Data to use
▽
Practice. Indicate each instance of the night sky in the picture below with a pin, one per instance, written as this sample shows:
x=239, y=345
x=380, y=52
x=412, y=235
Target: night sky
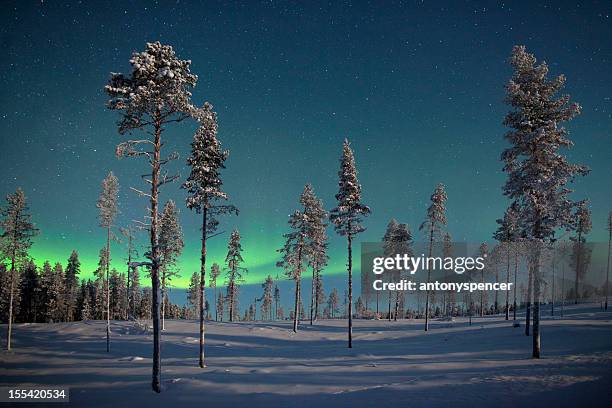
x=417, y=88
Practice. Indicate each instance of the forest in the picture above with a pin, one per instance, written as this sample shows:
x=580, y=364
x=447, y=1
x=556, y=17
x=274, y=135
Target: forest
x=541, y=244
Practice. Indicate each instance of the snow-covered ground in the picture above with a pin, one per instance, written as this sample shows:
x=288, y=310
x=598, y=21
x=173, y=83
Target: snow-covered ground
x=266, y=364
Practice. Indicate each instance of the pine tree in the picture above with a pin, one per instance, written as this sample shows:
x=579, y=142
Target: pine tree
x=135, y=292
x=293, y=256
x=333, y=302
x=234, y=273
x=15, y=241
x=155, y=94
x=52, y=286
x=483, y=252
x=194, y=292
x=447, y=252
x=316, y=243
x=73, y=269
x=85, y=303
x=215, y=272
x=609, y=228
x=171, y=245
x=396, y=241
x=29, y=293
x=220, y=306
x=581, y=256
x=436, y=219
x=107, y=204
x=347, y=217
x=321, y=298
x=128, y=234
x=538, y=173
x=276, y=300
x=204, y=188
x=266, y=299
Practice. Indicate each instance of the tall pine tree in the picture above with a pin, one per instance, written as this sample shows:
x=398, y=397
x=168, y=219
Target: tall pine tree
x=204, y=191
x=15, y=241
x=107, y=204
x=538, y=172
x=155, y=94
x=436, y=219
x=347, y=217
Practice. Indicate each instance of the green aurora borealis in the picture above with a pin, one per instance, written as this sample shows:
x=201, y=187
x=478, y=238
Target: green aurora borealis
x=417, y=89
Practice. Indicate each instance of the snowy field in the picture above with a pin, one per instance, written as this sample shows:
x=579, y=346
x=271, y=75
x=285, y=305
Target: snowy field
x=265, y=364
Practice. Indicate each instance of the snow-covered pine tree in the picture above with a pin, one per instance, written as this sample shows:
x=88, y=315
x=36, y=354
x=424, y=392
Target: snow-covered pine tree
x=321, y=298
x=234, y=273
x=73, y=269
x=436, y=219
x=538, y=172
x=15, y=241
x=220, y=306
x=581, y=254
x=450, y=297
x=508, y=235
x=347, y=217
x=215, y=272
x=396, y=241
x=316, y=243
x=193, y=293
x=107, y=204
x=266, y=299
x=276, y=300
x=333, y=302
x=29, y=289
x=85, y=303
x=204, y=190
x=155, y=94
x=609, y=228
x=171, y=245
x=483, y=252
x=101, y=285
x=293, y=255
x=128, y=234
x=135, y=293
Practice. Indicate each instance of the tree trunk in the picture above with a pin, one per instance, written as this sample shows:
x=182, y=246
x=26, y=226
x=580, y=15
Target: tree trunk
x=312, y=296
x=482, y=296
x=536, y=307
x=108, y=289
x=507, y=283
x=396, y=306
x=428, y=280
x=608, y=267
x=11, y=297
x=202, y=285
x=317, y=297
x=297, y=304
x=350, y=300
x=515, y=284
x=163, y=306
x=155, y=307
x=231, y=300
x=552, y=307
x=377, y=304
x=577, y=267
x=528, y=303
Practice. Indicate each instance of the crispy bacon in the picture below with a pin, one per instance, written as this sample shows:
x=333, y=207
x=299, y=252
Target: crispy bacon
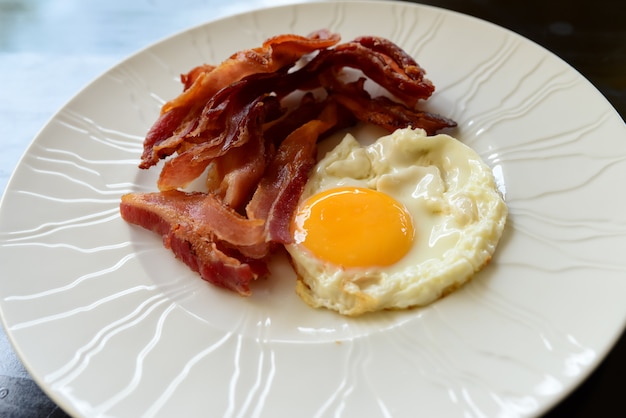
△
The entire listing above is to be copied exactly, with all pictures omitted.

Written answer
Practice. Indicate each instance of the night sky in the picture below with a pin, one per instance, written as this sample shows:
x=239, y=345
x=380, y=52
x=412, y=235
Target: night sky
x=417, y=88
Practice. Indicate each instance of the forest in the picture above with a pin, one per instance, written as this sample shows:
x=580, y=364
x=447, y=1
x=556, y=17
x=274, y=135
Target: forest
x=541, y=244
Practice. Indicate each instance of the snow-covered ground in the picture above with a pin, one per instance, written as this sample shows:
x=288, y=310
x=598, y=21
x=173, y=83
Target: snow-covered ground
x=266, y=364
Practice. Indicate each instance of the pine tree in the picture above with a pin, one per instance, written as this sample shows:
x=579, y=142
Target: pine tree
x=135, y=292
x=293, y=256
x=333, y=302
x=234, y=273
x=15, y=241
x=155, y=94
x=52, y=286
x=483, y=252
x=194, y=292
x=447, y=252
x=316, y=243
x=73, y=269
x=85, y=303
x=215, y=272
x=609, y=228
x=171, y=245
x=396, y=241
x=29, y=293
x=220, y=306
x=581, y=256
x=436, y=219
x=107, y=204
x=347, y=217
x=321, y=298
x=128, y=234
x=538, y=173
x=276, y=300
x=204, y=188
x=266, y=299
Practice. Indicate each instance of the tall pine tree in the picture above with a pin, one per instance, written as this sample shows:
x=398, y=397
x=168, y=219
Target: tall pine tree
x=204, y=191
x=15, y=241
x=107, y=204
x=538, y=172
x=155, y=94
x=436, y=219
x=347, y=217
Practice. Indicate each instance of the green aurora borealis in the picture above with a pin, one per instance, written as this sample shows:
x=201, y=187
x=478, y=238
Target: green aurora borealis
x=417, y=89
Practice. Indicate each instance of the snowy field in the picture above with a pin, one per instance, written as this sample shows:
x=579, y=346
x=271, y=75
x=285, y=305
Target: snowy field
x=265, y=364
Practice. Indicate each instance of the snow-covered pine tree in the picture above with a pin, one per instance, written as this sample shows:
x=88, y=315
x=36, y=354
x=424, y=392
Target: snow-covered pine tree
x=321, y=298
x=234, y=273
x=73, y=269
x=436, y=219
x=538, y=172
x=15, y=241
x=220, y=306
x=581, y=254
x=450, y=297
x=508, y=235
x=347, y=217
x=215, y=272
x=396, y=241
x=316, y=243
x=193, y=293
x=107, y=204
x=266, y=299
x=276, y=300
x=333, y=302
x=29, y=289
x=85, y=303
x=204, y=190
x=155, y=94
x=609, y=228
x=171, y=245
x=483, y=252
x=101, y=285
x=293, y=255
x=128, y=234
x=135, y=293
Practice. Indicate each instance of the tree trunk in the picture above with a pin, one per instance, written as this sample shows:
x=182, y=246
x=26, y=226
x=580, y=15
Target: tree trunk
x=312, y=296
x=482, y=296
x=536, y=307
x=108, y=289
x=507, y=283
x=396, y=306
x=428, y=280
x=608, y=267
x=11, y=297
x=202, y=285
x=317, y=297
x=297, y=304
x=350, y=300
x=515, y=284
x=163, y=306
x=155, y=307
x=231, y=300
x=552, y=307
x=377, y=304
x=577, y=267
x=528, y=303
Practice. Indicate each instance of the crispy bacon in the picture below with a pin, one per instance, written as this sample shows:
x=333, y=207
x=299, y=252
Target: crispy bacon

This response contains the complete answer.